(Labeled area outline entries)
####################

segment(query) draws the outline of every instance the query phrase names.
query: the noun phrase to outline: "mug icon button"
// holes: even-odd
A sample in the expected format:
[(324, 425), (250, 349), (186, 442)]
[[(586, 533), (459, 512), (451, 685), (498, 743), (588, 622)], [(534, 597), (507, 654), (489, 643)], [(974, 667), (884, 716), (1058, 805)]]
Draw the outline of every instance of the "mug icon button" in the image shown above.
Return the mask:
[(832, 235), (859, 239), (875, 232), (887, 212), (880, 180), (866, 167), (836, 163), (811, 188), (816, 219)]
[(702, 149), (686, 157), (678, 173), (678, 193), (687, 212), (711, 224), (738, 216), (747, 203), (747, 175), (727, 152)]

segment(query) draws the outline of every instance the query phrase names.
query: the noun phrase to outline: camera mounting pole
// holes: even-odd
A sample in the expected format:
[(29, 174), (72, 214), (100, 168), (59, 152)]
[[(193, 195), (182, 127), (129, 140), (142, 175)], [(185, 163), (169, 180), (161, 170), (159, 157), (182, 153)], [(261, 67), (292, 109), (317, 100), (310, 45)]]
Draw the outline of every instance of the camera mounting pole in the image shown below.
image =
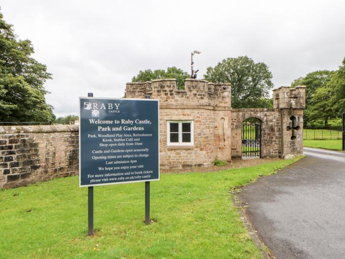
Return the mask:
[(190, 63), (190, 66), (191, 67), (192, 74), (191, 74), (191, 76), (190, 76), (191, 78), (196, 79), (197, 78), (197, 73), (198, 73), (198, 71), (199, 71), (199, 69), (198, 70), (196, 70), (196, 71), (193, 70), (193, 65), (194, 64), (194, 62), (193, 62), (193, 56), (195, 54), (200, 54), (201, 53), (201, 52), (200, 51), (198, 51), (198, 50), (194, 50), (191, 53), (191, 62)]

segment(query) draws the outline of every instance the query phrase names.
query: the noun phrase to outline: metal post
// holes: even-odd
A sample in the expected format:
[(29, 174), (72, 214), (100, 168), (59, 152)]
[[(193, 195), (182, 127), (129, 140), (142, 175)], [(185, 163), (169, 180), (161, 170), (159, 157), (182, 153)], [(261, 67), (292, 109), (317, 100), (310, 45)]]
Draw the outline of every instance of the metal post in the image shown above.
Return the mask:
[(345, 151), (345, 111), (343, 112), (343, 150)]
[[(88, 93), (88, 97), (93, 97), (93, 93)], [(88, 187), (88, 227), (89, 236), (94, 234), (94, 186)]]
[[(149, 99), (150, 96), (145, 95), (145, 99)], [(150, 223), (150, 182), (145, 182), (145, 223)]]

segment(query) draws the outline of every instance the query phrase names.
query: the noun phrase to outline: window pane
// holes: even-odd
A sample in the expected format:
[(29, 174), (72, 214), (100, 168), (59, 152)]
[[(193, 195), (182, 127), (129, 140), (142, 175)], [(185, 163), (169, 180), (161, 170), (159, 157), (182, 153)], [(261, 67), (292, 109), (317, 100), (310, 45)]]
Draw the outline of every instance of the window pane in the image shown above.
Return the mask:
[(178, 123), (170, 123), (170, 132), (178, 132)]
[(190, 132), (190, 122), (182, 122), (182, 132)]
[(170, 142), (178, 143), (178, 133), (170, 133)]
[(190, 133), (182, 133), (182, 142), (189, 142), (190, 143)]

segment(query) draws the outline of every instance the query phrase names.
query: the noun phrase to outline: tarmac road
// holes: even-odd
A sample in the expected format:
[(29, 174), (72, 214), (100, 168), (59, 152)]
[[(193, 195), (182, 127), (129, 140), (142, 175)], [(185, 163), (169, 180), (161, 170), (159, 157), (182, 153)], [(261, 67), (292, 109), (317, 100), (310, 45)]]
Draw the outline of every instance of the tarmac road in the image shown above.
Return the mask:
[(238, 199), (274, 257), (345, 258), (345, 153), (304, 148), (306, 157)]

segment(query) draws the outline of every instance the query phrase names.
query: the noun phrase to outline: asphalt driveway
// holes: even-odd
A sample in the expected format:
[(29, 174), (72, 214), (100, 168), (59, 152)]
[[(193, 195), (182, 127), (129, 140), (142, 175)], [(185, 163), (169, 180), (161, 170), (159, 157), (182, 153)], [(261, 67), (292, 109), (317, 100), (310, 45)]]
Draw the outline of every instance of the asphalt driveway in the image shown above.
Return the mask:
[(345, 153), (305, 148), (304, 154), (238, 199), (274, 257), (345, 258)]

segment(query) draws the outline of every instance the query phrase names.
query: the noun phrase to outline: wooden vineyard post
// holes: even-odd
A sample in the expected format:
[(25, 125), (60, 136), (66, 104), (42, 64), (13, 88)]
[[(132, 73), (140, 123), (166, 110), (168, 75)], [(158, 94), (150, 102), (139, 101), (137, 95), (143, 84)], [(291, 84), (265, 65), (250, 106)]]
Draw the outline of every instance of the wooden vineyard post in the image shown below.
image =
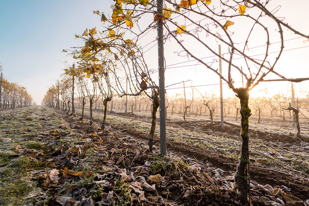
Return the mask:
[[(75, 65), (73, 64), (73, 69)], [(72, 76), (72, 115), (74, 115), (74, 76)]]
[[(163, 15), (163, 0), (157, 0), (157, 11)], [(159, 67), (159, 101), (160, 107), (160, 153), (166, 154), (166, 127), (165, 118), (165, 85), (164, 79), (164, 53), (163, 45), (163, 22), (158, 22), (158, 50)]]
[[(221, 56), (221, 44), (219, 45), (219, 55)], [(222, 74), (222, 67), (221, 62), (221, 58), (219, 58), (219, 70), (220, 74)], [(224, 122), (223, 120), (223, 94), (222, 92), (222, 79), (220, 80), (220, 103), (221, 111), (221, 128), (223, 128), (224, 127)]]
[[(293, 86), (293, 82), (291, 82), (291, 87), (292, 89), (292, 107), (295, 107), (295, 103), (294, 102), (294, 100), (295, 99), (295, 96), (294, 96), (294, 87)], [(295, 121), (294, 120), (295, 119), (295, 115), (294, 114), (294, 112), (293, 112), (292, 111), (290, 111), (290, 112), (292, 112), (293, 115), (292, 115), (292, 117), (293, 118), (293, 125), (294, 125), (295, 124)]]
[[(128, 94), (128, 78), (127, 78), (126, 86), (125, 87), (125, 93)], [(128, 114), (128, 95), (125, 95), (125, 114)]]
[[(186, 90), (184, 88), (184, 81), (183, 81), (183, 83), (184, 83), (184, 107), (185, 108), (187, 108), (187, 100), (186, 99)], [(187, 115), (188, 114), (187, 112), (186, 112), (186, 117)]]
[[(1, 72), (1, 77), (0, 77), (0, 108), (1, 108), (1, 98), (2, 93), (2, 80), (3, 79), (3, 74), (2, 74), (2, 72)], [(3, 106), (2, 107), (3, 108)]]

####################

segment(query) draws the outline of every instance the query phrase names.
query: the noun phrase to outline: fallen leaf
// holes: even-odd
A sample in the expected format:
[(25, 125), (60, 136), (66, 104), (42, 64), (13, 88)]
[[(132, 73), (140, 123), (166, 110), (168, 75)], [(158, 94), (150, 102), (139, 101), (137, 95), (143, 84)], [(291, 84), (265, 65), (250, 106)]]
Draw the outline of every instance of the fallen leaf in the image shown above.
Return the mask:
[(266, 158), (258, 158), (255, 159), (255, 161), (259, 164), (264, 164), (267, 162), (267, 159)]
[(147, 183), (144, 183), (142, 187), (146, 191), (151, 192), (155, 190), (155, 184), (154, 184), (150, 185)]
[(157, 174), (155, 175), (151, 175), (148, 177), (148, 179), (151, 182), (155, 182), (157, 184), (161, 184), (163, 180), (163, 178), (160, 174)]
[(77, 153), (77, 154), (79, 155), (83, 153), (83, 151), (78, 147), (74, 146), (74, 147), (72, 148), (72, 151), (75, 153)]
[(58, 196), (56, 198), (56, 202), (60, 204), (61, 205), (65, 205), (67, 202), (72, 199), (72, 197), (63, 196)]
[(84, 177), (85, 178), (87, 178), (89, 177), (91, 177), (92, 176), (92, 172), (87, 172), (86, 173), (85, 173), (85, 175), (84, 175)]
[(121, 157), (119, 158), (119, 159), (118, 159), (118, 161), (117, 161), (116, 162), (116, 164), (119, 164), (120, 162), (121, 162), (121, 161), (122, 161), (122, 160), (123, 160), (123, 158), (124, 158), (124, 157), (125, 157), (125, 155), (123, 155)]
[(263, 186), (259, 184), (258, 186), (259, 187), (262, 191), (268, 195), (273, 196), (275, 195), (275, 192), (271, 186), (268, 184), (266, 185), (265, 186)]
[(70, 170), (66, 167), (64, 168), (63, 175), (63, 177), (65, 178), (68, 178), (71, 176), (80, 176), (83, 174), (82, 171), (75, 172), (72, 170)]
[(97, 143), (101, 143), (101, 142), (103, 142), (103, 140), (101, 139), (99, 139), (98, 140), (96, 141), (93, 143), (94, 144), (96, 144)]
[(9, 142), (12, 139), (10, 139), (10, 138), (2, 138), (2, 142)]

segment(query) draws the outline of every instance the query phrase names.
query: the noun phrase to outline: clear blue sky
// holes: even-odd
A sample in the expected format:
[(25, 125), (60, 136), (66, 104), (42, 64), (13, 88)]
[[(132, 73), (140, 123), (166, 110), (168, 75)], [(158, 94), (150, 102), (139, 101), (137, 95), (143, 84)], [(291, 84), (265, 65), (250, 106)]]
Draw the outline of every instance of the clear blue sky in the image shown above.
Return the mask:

####################

_GIVEN REQUEST_
List every line from the records above that contains the word "window".

_ANSWER FOR THE TASK_
query: the noun phrase to outline: window pane
Draw the outline of every instance of the window pane in the image shown above.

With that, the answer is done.